REQUIREMENT
Render every line of the listing below as a JSON list of strings, one string per line, omitting blank lines and leaving out the pictures.

RECORDS TO USE
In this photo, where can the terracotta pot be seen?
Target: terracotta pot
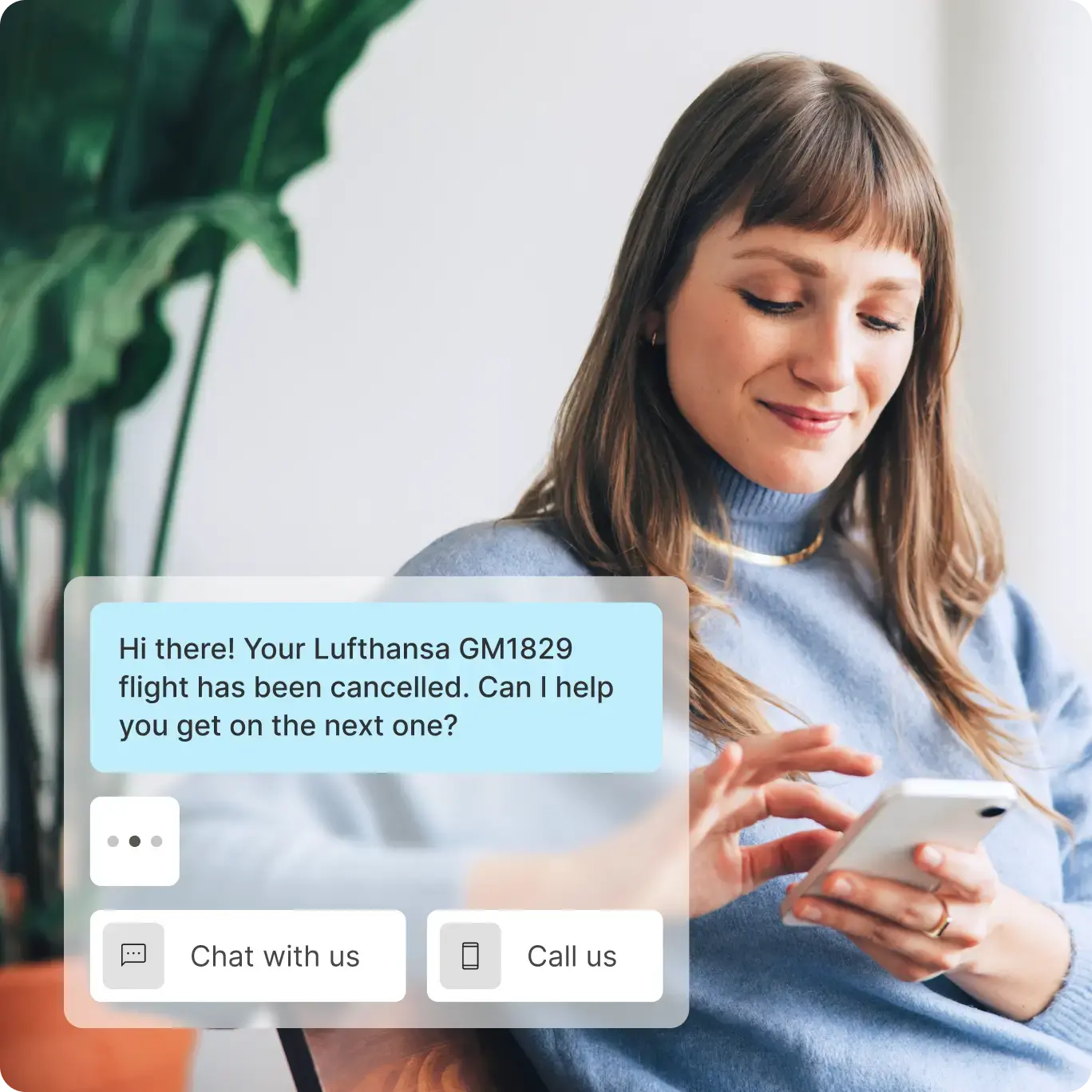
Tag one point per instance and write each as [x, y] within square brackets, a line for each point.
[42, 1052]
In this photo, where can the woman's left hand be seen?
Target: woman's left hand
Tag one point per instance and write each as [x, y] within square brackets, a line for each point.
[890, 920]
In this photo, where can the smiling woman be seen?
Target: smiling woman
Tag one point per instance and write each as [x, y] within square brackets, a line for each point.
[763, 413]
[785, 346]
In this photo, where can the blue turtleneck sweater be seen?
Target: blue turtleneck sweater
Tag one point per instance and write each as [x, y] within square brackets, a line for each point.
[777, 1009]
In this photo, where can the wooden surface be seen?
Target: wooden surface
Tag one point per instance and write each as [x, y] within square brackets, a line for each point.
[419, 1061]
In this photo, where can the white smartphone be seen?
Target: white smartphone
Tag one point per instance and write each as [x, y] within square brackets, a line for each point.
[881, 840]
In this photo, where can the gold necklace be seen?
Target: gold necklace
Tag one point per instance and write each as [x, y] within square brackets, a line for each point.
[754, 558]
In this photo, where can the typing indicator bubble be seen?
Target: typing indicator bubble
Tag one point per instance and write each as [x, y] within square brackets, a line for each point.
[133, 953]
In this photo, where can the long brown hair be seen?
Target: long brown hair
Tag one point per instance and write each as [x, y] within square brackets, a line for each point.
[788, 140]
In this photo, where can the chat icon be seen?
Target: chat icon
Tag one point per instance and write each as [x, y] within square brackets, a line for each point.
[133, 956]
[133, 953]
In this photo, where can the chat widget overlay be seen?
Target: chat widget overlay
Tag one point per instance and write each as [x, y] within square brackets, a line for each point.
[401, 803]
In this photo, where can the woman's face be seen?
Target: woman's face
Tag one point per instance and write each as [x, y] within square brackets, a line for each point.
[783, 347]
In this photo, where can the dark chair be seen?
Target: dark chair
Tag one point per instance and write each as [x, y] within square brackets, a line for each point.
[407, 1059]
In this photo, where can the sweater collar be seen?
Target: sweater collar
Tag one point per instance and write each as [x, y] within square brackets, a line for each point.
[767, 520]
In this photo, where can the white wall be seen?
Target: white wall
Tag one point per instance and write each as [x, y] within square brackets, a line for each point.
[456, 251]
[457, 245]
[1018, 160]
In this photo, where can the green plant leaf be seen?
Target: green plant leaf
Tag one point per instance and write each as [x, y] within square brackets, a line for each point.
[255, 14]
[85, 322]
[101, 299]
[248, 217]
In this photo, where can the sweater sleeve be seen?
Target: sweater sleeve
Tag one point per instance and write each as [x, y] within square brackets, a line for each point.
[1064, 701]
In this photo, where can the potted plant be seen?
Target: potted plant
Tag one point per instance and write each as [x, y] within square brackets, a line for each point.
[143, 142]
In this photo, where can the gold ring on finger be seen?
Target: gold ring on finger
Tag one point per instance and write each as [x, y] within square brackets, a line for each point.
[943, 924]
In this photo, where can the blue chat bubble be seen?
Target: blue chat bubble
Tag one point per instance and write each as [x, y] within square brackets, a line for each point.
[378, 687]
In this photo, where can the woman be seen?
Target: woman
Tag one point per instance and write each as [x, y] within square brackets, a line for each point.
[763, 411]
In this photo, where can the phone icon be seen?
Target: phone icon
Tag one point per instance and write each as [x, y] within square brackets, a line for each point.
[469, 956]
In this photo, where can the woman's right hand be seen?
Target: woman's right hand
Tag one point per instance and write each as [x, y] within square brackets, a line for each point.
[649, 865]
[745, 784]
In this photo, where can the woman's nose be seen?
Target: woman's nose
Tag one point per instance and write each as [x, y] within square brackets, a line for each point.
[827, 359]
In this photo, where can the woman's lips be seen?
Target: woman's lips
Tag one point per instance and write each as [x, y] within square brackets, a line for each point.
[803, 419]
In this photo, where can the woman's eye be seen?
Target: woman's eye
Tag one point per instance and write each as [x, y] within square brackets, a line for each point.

OUTPUT OF THE TASK
[
  "In this photo, where can the terracotta pot be seen?",
  "Target: terracotta pot",
  "Tag one point per instance and write each as [x, y] within square brackets, a line for each point.",
  "[42, 1052]",
  "In this photo, where can the woman's left hand be seen?",
  "Target: woman's left hand",
  "Tag one point per instance and write each as [x, y] within square brackets, a line for each point.",
  "[890, 920]",
  "In this photo, where can the smiling woman be seen?",
  "Target: smiling woman",
  "Tag one point per instance and write each as [x, y] within square brackets, a line for each point.",
  "[763, 413]",
  "[785, 346]",
  "In this photo, where can the blue turtleneck sweater be seen?",
  "Target: blue turtleneck sweater",
  "Tag one point per instance and write each as [x, y] within square brackets, a line for each point.",
  "[777, 1009]",
  "In this photo, where can the wooden surface be seen?",
  "Target: wooden surface",
  "Tag one point per instance and write each as [x, y] within square brackets, a line for each point.",
  "[419, 1061]",
  "In this photo, where can the white smartphone be seen?",
  "Target: white smartphone",
  "Tag one point per instance and write each as [x, y] within square brackets, a line for each point.",
  "[881, 840]",
  "In this photo, where can the gold necklace be seen?",
  "Target: gold necklace",
  "Tag one point per instance and write each as [x, y] within square brackets, a line for each point.",
  "[754, 558]",
  "In this photo, where can the typing indicator bubble be seen?",
  "Target: typing indicator bubble",
  "Tag one point per instance and write each as [x, y] within square brackets, a line for each point.",
  "[133, 953]",
  "In this photo, where can the long brown hair be seen?",
  "Target: long brown hair",
  "Tag one point per instance and write each as [x, y] within square brackets, a line for each point.",
  "[788, 140]",
  "In this photo, where can the chat icon be seen?",
  "Target: chat icon",
  "Tag one point per instance and write each as [x, y] within square brackets, a line for each point.",
  "[133, 956]",
  "[133, 953]",
  "In this photo, where can the chat widget overlay be seen?",
  "Target: chat widget overlay",
  "Tag one point per instance and write each as [x, y] within square brackets, a line for each point.",
  "[401, 803]",
  "In this photo, where can the woman's face be seen?",
  "Target: woman's face",
  "Tag one point per instance and write each as [x, y] within square brackets, a line for each point.",
  "[783, 347]",
  "In this photo, where can the dark chair be seen?",
  "Target: dark chair",
  "Tag one point per instance and write each as [x, y] within square brackets, a line for each point.",
  "[407, 1059]",
  "In this photo, where can the sweater collar be seen?",
  "Target: sweater collar",
  "Tag one point per instance and write each as [x, y] within square brackets, a line for each point.",
  "[767, 520]",
  "In this photo, where can the white wall be seen?",
  "Target: white wall",
  "Tag one point per instance and write each as [x, y] within square brackets, a line for each point.",
  "[456, 251]",
  "[457, 245]",
  "[1018, 160]",
  "In this photo, where can the green plant leaf be seen?",
  "Target: green plant leaf",
  "Tag one point per instance and write each as [x, y] within square brackets, a line for each point.",
  "[255, 14]",
  "[85, 322]",
  "[101, 299]",
  "[248, 217]",
  "In this photo, where can the sweater sleeve be seen?",
  "Target: sweater sleeve",
  "Tag one point per instance and write each as [x, y] within square brackets, a line for each point.",
  "[1064, 701]",
  "In this photo, where can the potted plant be seen?",
  "Target: potted plant",
  "Tag one point per instance and write each as [x, y] within square brackets, a line for each point.",
  "[143, 142]",
  "In this photo, where can the gold ring on finger be seen?",
  "Target: gold ring on finger",
  "Tag one point per instance and write each as [x, y] within square brackets, a line for each point.",
  "[943, 924]",
  "In this photo, where can the blue chat bubble be seen?",
  "Target: blue chat bubble",
  "Tag one point per instance and write each as [x, y] within square brackets, a line for each point.",
  "[378, 687]",
  "In this photo, where can the woman be seen?",
  "Target: woman",
  "Tag one point per instance and write each as [x, y] within square brackets, a line for each point.",
  "[763, 411]",
  "In this photo, where can the phone icon be seen?",
  "Target: phone icon",
  "Tag one point per instance and write each as [x, y] within square brackets, a line for each point.",
  "[469, 956]",
  "In this photo, where can the woman's right hand be seen?",
  "Target: woman's right hand",
  "Tag one point per instance and write each as [x, y] within square brackets, a line for each point.",
  "[649, 865]",
  "[745, 784]",
  "In this photo, where can the woman's nose be seen?",
  "Target: woman's nose",
  "Tag one point per instance and write each as [x, y] within square brackets, a line for each point.",
  "[827, 359]",
  "In this photo, where can the woman's lips be seen?",
  "Target: woman's lips",
  "Tag one point per instance and write each as [x, y] within square brackets, a line for each point.",
  "[803, 419]",
  "In this photo, where can the woman's eye be seen?",
  "Target: woman's eye",
  "Tag one point per instance and write each as [x, y] within square brackets, a line for each point."
]